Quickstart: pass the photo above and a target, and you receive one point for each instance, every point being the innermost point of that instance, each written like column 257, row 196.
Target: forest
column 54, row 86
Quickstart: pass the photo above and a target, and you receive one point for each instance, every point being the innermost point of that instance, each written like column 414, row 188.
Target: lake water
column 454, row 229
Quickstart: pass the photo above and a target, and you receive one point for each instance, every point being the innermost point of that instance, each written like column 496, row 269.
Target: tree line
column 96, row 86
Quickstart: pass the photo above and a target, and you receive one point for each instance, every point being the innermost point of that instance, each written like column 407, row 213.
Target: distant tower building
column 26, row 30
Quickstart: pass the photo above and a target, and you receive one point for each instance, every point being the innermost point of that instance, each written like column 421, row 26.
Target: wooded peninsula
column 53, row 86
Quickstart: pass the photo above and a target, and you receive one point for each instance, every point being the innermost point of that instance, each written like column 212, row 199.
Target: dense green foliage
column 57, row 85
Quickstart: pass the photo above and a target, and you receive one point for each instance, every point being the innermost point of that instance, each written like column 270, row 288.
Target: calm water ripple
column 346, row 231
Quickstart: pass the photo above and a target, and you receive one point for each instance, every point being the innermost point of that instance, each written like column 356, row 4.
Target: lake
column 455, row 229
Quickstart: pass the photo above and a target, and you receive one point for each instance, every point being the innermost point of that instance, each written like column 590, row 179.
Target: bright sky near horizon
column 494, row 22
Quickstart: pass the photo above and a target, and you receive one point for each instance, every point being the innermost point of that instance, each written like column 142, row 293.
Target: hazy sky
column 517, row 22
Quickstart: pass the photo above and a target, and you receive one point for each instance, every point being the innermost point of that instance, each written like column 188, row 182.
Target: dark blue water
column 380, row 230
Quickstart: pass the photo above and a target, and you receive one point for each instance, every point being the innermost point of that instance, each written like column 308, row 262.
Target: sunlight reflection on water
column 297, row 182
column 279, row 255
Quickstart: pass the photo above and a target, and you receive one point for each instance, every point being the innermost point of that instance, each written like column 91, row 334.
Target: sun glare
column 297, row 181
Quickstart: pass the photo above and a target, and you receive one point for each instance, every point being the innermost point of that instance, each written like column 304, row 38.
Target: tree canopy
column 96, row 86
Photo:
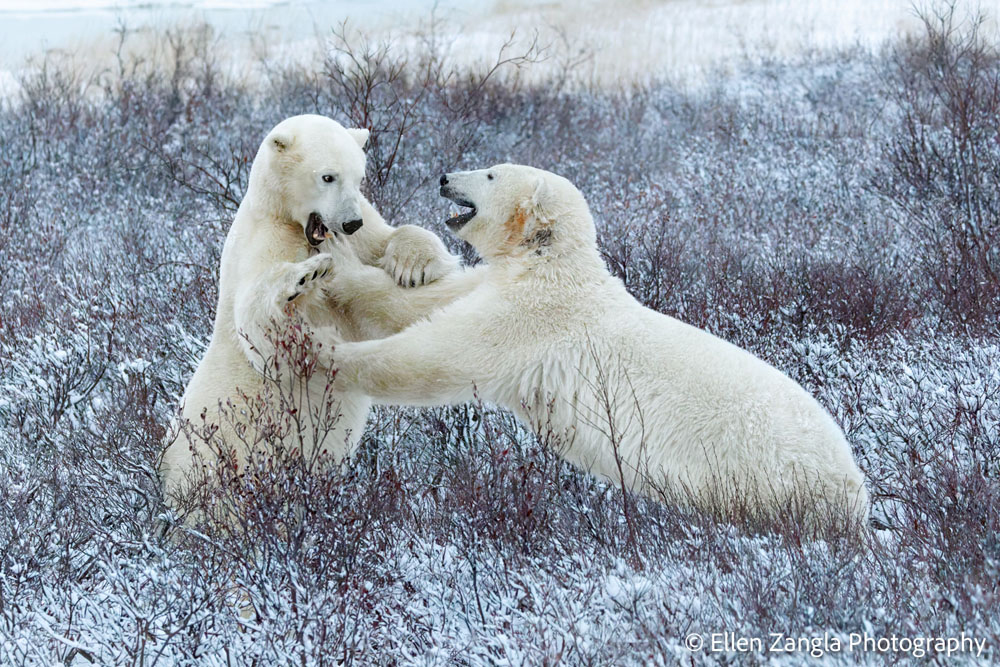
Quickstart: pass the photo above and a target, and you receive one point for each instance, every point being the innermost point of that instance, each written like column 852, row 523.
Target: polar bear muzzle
column 317, row 232
column 457, row 220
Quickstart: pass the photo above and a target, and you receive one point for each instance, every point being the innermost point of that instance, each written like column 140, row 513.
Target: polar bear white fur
column 631, row 395
column 304, row 187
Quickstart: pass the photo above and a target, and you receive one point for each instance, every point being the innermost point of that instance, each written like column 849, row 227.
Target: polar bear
column 304, row 188
column 631, row 395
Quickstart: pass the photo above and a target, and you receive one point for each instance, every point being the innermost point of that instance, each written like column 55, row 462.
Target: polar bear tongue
column 316, row 231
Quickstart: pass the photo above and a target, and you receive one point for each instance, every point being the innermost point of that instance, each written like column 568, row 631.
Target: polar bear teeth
column 316, row 231
column 458, row 220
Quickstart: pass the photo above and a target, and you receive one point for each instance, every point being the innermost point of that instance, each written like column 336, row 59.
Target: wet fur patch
column 541, row 238
column 515, row 227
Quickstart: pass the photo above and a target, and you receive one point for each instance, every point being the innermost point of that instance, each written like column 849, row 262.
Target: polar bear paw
column 304, row 277
column 414, row 257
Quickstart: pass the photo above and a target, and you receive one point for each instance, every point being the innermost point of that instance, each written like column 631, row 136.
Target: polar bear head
column 516, row 210
column 308, row 171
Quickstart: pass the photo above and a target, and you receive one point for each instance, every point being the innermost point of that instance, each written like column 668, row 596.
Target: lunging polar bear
column 304, row 188
column 631, row 394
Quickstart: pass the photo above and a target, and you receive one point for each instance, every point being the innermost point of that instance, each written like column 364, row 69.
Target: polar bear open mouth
column 316, row 231
column 459, row 220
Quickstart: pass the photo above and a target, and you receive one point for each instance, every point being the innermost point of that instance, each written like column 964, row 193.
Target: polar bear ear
column 359, row 134
column 539, row 196
column 280, row 141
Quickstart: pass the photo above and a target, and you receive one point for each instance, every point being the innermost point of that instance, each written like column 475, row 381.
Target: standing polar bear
column 631, row 395
column 304, row 188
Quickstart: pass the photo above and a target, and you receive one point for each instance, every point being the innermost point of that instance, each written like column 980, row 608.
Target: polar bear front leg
column 414, row 256
column 263, row 303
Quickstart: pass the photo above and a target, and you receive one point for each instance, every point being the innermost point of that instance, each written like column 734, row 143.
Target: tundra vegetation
column 838, row 215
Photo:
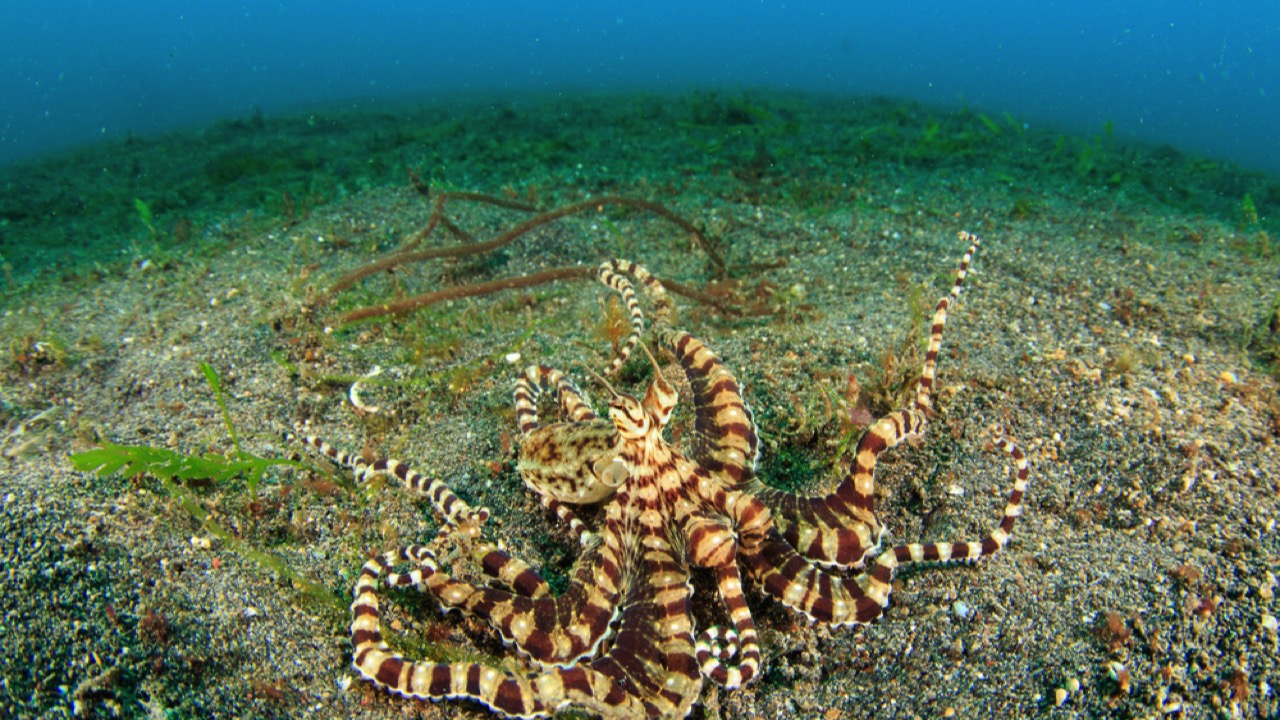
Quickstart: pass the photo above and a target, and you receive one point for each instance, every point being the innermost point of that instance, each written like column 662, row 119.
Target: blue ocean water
column 1200, row 76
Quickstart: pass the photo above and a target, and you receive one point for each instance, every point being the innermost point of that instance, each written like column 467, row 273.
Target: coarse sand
column 1121, row 336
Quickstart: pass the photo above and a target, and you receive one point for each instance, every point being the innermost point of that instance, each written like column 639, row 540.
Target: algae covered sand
column 1120, row 322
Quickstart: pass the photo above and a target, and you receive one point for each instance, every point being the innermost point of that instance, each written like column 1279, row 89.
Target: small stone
column 1266, row 588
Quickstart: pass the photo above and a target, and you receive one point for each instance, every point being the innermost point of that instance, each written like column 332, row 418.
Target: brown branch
column 577, row 273
column 406, row 254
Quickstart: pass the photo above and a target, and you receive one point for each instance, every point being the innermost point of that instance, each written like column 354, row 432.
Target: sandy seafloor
column 1106, row 326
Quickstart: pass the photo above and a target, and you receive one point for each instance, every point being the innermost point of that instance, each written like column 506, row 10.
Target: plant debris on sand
column 1120, row 322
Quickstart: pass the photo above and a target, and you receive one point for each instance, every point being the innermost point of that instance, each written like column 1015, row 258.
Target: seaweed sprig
column 169, row 465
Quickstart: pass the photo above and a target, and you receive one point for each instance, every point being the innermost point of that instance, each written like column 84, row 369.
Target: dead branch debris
column 410, row 251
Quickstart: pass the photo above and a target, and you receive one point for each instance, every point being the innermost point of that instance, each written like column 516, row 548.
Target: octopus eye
column 613, row 472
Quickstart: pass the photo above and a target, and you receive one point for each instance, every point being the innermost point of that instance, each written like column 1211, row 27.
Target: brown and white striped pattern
column 620, row 641
column 447, row 504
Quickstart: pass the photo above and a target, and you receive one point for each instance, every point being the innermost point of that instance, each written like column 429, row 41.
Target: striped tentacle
column 723, row 438
column 840, row 529
column 846, row 601
column 552, row 630
column 816, row 593
column 716, row 647
column 612, row 274
column 538, row 379
column 657, row 294
column 452, row 507
column 928, row 376
column 581, row 533
column 653, row 652
column 972, row 551
column 502, row 691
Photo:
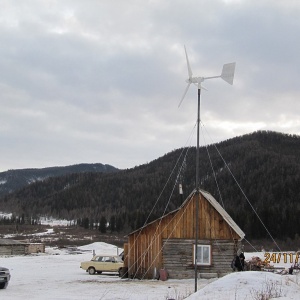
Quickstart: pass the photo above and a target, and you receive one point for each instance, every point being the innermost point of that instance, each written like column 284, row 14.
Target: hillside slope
column 265, row 165
column 13, row 180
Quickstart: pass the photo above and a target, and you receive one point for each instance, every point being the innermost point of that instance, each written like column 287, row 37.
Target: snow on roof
column 214, row 203
column 223, row 213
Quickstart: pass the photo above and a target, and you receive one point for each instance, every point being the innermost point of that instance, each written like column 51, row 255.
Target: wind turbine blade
column 188, row 64
column 228, row 72
column 186, row 89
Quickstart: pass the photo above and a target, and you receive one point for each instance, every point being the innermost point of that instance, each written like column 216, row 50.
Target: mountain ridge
column 265, row 164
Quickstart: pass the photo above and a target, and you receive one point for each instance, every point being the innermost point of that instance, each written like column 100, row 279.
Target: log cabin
column 168, row 243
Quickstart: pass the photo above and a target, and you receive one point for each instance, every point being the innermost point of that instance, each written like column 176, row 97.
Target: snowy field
column 56, row 275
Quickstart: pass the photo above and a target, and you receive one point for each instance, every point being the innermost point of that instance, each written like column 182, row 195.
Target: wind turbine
column 227, row 75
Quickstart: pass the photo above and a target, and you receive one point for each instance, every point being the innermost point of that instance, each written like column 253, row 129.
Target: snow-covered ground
column 56, row 275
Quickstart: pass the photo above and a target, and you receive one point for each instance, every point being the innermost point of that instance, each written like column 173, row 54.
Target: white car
column 103, row 263
column 4, row 277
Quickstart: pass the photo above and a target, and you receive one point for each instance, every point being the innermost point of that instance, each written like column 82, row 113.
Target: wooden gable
column 145, row 244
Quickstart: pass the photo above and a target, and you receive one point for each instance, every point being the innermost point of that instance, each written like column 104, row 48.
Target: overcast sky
column 99, row 81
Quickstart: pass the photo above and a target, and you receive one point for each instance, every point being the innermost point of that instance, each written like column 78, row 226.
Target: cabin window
column 203, row 255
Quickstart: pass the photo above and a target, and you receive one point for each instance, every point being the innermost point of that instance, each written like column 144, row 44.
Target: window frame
column 201, row 262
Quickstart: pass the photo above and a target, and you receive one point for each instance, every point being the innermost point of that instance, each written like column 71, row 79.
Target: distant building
column 13, row 247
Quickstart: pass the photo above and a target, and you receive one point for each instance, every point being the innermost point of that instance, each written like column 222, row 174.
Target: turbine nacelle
column 196, row 80
column 227, row 75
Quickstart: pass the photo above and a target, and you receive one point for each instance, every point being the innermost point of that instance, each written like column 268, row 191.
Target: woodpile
column 257, row 264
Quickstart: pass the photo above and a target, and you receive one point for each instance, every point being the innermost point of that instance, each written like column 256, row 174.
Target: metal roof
column 214, row 203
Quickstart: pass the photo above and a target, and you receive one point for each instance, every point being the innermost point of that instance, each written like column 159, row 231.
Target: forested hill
column 266, row 166
column 13, row 180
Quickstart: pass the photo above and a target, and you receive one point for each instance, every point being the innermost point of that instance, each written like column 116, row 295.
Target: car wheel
column 92, row 271
column 3, row 285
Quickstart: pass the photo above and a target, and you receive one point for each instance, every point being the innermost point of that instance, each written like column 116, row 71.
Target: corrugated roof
column 214, row 203
column 223, row 213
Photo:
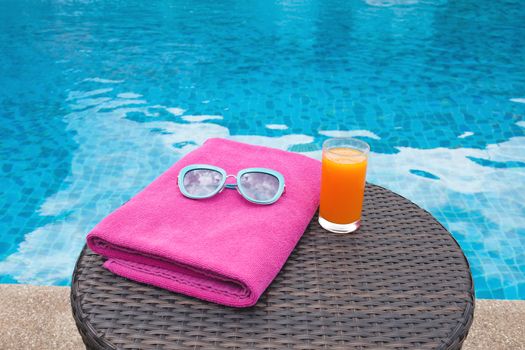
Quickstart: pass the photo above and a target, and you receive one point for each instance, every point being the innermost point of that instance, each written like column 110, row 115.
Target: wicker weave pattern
column 401, row 282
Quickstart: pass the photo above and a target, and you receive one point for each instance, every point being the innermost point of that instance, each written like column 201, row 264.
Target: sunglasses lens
column 202, row 182
column 259, row 186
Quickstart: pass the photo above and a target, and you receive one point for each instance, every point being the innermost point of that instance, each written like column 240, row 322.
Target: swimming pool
column 99, row 97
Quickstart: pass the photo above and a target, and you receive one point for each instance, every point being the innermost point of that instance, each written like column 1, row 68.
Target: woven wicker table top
column 400, row 282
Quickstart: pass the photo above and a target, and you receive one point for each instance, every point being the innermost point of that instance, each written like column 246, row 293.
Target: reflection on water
column 476, row 202
column 97, row 99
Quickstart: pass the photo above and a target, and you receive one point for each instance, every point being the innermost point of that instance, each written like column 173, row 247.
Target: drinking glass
column 343, row 184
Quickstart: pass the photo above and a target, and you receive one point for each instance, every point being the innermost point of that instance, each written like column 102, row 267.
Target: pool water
column 97, row 98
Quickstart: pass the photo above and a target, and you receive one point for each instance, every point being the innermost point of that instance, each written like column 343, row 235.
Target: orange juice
column 342, row 185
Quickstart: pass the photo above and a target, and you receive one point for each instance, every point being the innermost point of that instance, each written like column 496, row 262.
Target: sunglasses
column 257, row 185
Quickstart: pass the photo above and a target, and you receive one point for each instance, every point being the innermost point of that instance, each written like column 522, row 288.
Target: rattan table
column 401, row 282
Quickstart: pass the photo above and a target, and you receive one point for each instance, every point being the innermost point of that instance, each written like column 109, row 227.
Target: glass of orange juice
column 343, row 184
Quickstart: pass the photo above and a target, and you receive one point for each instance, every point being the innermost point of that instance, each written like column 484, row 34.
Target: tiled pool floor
column 96, row 100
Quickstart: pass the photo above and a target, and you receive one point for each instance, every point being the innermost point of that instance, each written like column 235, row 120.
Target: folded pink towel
column 223, row 249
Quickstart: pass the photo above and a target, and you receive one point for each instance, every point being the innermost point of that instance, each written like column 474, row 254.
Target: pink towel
column 222, row 249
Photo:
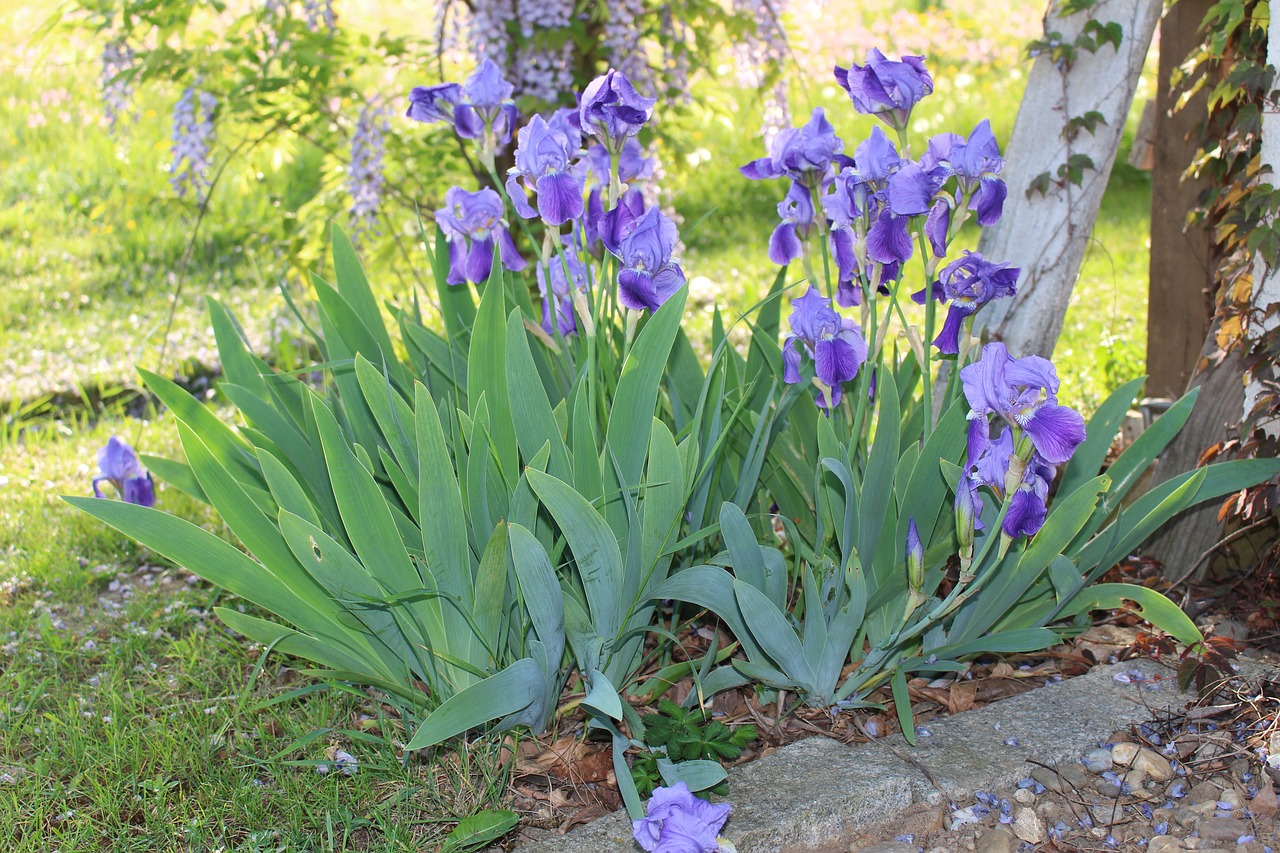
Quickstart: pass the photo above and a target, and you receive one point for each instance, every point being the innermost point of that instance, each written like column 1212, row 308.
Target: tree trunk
column 1187, row 536
column 1046, row 233
column 1221, row 406
column 1180, row 304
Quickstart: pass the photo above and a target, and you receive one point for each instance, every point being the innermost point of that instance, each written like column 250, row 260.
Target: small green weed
column 686, row 735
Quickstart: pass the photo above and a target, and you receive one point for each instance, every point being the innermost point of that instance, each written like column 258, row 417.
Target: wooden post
column 1180, row 296
column 1046, row 235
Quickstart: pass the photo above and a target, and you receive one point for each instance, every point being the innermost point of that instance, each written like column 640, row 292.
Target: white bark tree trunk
column 1266, row 282
column 1046, row 235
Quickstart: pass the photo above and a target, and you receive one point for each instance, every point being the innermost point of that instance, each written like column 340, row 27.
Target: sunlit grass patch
column 132, row 719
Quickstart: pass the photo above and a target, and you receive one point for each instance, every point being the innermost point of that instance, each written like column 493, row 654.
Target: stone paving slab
column 817, row 793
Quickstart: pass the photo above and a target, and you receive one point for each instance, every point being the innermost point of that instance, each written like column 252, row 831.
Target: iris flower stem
column 929, row 319
column 959, row 594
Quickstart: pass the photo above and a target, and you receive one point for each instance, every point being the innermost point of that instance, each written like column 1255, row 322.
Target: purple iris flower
column 798, row 223
column 912, row 190
column 803, row 154
column 472, row 222
column 488, row 105
column 545, row 164
column 969, row 282
column 914, row 557
column 1023, row 392
column 483, row 104
column 119, row 466
column 676, row 821
column 632, row 167
column 988, row 465
column 885, row 87
column 612, row 110
column 842, row 236
column 977, row 163
column 833, row 342
column 557, row 288
column 644, row 243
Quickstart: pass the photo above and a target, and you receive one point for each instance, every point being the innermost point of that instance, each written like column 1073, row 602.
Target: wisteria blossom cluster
column 365, row 178
column 192, row 142
column 574, row 168
column 118, row 59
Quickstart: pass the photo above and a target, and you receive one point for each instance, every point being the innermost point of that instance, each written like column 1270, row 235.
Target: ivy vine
column 1093, row 36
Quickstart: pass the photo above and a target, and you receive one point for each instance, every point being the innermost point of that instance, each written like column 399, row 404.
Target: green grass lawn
column 133, row 720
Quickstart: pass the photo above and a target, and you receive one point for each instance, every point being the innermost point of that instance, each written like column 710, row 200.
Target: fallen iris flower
column 481, row 105
column 803, row 154
column 676, row 821
column 472, row 223
column 557, row 287
column 119, row 466
column 798, row 223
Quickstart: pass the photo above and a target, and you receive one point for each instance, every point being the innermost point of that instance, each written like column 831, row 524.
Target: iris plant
column 481, row 109
column 644, row 243
column 557, row 279
column 1037, row 436
column 547, row 164
column 119, row 466
column 969, row 283
column 472, row 223
column 612, row 110
column 833, row 342
column 886, row 89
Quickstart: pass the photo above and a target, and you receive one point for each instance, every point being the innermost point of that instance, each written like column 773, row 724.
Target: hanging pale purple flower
column 833, row 342
column 488, row 33
column 472, row 223
column 764, row 50
column 886, row 89
column 481, row 109
column 632, row 168
column 488, row 106
column 622, row 39
column 119, row 466
column 192, row 142
column 320, row 13
column 1023, row 392
column 988, row 464
column 545, row 163
column 798, row 223
column 118, row 60
column 976, row 163
column 676, row 821
column 365, row 178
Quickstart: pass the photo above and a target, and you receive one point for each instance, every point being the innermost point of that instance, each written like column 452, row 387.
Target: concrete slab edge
column 814, row 793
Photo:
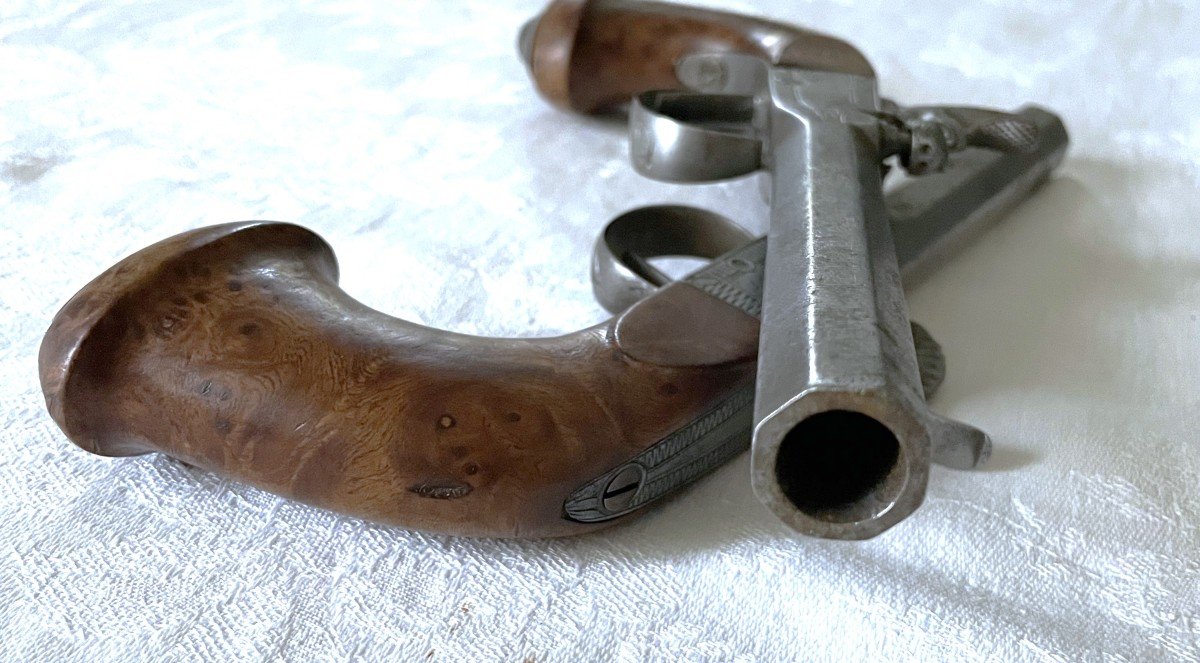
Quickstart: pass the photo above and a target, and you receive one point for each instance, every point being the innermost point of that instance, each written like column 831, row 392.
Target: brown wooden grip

—————

**What to work on:**
Copy out, unchanged, every line from the one containing "173, row 54." up to and including the one containing "column 4, row 277".

**Final result:**
Quickstart: pass the photo above and a target, and you receive one point for each instance, every point being the innermost point of that instance, each written like column 173, row 54.
Target: white car
column 103, row 263
column 4, row 277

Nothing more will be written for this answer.